** START **
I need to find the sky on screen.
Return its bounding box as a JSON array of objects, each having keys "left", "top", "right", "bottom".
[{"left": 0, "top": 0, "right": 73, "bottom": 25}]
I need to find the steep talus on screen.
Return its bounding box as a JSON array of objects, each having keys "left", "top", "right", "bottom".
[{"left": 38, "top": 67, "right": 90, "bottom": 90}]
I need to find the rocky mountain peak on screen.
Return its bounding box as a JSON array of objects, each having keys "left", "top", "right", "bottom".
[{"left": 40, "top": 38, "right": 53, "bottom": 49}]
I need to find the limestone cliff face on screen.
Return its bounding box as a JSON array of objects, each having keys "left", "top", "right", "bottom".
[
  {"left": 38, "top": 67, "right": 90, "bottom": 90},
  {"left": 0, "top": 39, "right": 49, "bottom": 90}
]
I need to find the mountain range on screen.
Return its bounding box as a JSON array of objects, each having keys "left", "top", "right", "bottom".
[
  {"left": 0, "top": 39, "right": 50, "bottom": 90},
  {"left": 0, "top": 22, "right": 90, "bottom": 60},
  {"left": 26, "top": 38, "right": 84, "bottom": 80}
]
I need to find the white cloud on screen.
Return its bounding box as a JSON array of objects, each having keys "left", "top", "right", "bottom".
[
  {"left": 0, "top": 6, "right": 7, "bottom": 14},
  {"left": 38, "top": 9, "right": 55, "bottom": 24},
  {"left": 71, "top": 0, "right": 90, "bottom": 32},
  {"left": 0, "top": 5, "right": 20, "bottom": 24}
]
** END **
** START **
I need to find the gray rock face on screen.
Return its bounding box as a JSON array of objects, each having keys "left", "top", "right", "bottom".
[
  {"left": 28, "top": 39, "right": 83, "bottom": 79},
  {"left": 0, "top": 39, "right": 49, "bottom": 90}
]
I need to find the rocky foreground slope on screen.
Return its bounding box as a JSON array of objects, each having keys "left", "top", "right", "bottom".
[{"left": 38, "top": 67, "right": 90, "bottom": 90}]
** END **
** START **
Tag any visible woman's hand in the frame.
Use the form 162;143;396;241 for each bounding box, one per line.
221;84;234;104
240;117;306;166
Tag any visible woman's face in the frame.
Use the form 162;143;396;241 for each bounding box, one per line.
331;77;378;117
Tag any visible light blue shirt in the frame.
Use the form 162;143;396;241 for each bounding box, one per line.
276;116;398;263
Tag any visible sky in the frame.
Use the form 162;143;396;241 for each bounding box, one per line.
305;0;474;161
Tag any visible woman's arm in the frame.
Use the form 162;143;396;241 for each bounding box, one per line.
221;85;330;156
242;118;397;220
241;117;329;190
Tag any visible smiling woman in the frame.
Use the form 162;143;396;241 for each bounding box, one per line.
** END **
» WRITTEN TASK:
Turn the listing from the line containing "Tag any visible woman's hand in the frame." through the line containing "241;117;329;190" into a numbered list, one line per item, leaving out any blank lines.

» OUTPUT OF THE EXERCISE:
1. Tag any visible woman's hand in the frame.
2. Use the form 162;143;396;241 for each bounding box, one per line.
3. 221;84;234;104
4. 240;117;306;166
5. Tag any visible woman's face in the frame.
6. Use the form 162;143;396;241 for each bounding box, one per line.
7. 331;77;378;117
8. Tag any visible light blue shirt in the frame.
9. Use the form 162;143;396;241 for each bounding box, one per line.
10. 276;116;398;263
11. Tag any visible sky in the frame.
12. Use the form 162;143;396;241 for each bounding box, one per line.
13. 305;0;474;161
14. Tag any visible woman's arm in the frame.
15. Use the form 162;143;396;241 for each bounding box, one per line.
16. 221;85;330;156
17. 242;118;397;220
18. 241;117;329;190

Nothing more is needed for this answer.